Aufgabe
Kopiere aus dem folgenden Text über das Fliegen wortgetreu alles von „Gut, angelehnte Türen“ bis hinunter zu „und sitzt bequemer.“.

Ausgangstext
++++++++

Ein Geheimtipp für alle Flugreiselustigen: Luftzug hilft. Man könnte die Tür des Verkehrsfliegers einen kleinen Spalt breit offen lassen. Ich habe das mal bei Augsburg Airways erlebt, an Bord einer Fokker 50 auf dem Weg von Köln nach Augsburg: Kurz vor Beginn des Landeanfluges entriegelt sich die vordere Tür. Eine geistesgegenwärtige Stewardess springt zur aeronautischen Türklinke, ergreift sie und bleibt so bis zur Landung stehen. Ihre Blick ist auf uns Fluggäste gerichtet, und sie lächelt unsicher. Die Passagiere, das typische männliche Manager-Klientel, blicken bleich und ehrfürchtig auf die Türsteherin. Nach alpakaweicher Landung brandet donnernder Applaus auf. 
Gut, angelehnte Türen mögen nicht die sicherste Lösung sein, alternativ böte sich eine Perforation der Flugzeughülle an. Ein Loch vorne, eins hinten müsste reichen, um alle Aerosole abzuführen, schneller als man sich mit ihnen infizieren kann. 
In die Diskussion werfen möchte ich auch den Zeppelin. In ihm kann man die Fenster kippen, kurbeln, die Mähne in den Fahrtwind werfen. Aus meiner Sicht sind Zeppeline auch deshalb zukunftsträchtig, weil ihre Hüllen reichlich Platz für Solarmodule bieten, so dass der Ballermann-Törn nicht nur virensicher, sondern auch klimaneutral durchgeführt werden kann. Ich bin mal mitgeflogen, in der „König Pilsener“, ein Rundflug über Nürnberg. Glaubt mir, Zeppelin ist besser als Düse, Turboprop, sogar cooler als Hubschrappschrapp. Man sieht detailreicher und sitzt bequemer.

++++++++

Datenteil
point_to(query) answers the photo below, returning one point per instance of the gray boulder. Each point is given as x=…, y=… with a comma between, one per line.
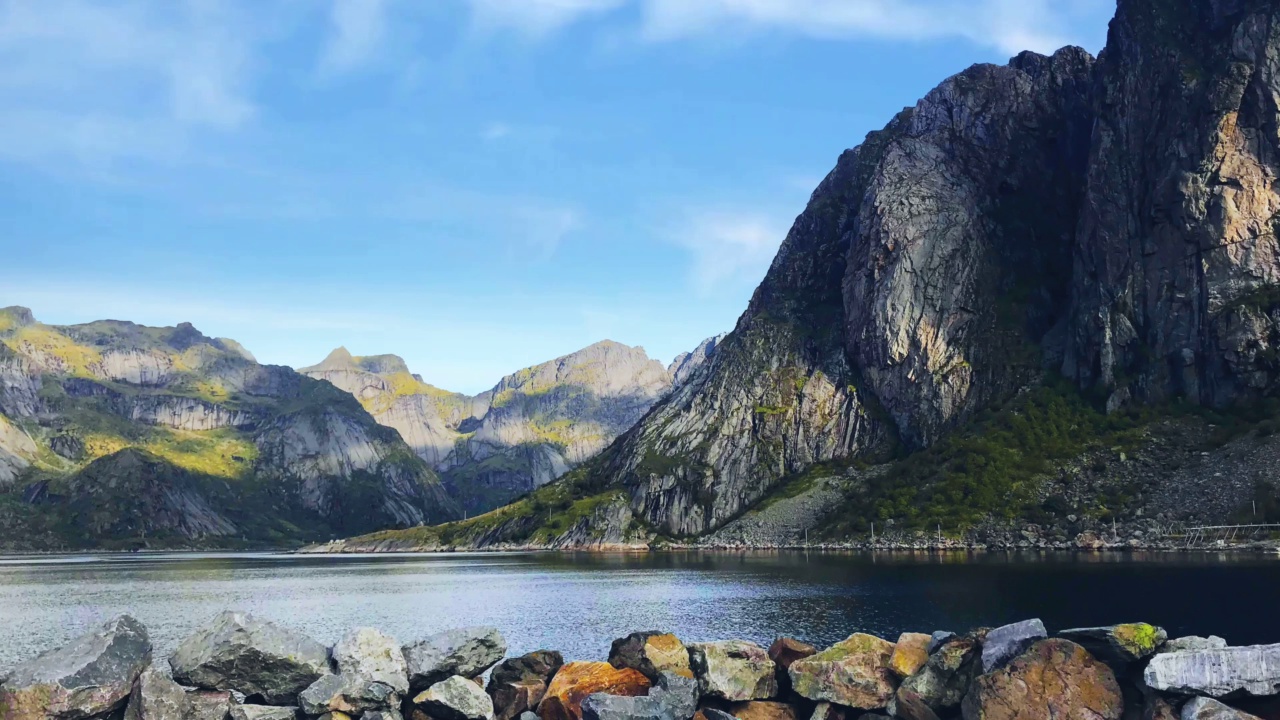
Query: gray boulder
x=346, y=693
x=1119, y=645
x=156, y=697
x=1193, y=642
x=91, y=675
x=675, y=697
x=263, y=712
x=1210, y=709
x=370, y=654
x=456, y=698
x=240, y=652
x=1008, y=642
x=1228, y=671
x=467, y=652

++++++++

Antwort
Gut, angelehnte Türen mögen nicht die sicherste Lösung sein, alternativ böte sich eine Perforation der Flugzeughülle an. Ein Loch vorne, eins hinten müsste reichen, um alle Aerosole abzuführen, schneller als man sich mit ihnen infizieren kann. 
In die Diskussion werfen möchte ich auch den Zeppelin. In ihm kann man die Fenster kippen, kurbeln, die Mähne in den Fahrtwind werfen. Aus meiner Sicht sind Zeppeline auch deshalb zukunftsträchtig, weil ihre Hüllen reichlich Platz für Solarmodule bieten, so dass der Ballermann-Törn nicht nur virensicher, sondern auch klimaneutral durchgeführt werden kann. Ich bin mal mitgeflogen, in der „König Pilsener“, ein Rundflug über Nürnberg. Glaubt mir, Zeppelin ist besser als Düse, Turboprop, sogar cooler als Hubschrappschrapp. Man sieht detailreicher und sitzt bequemer.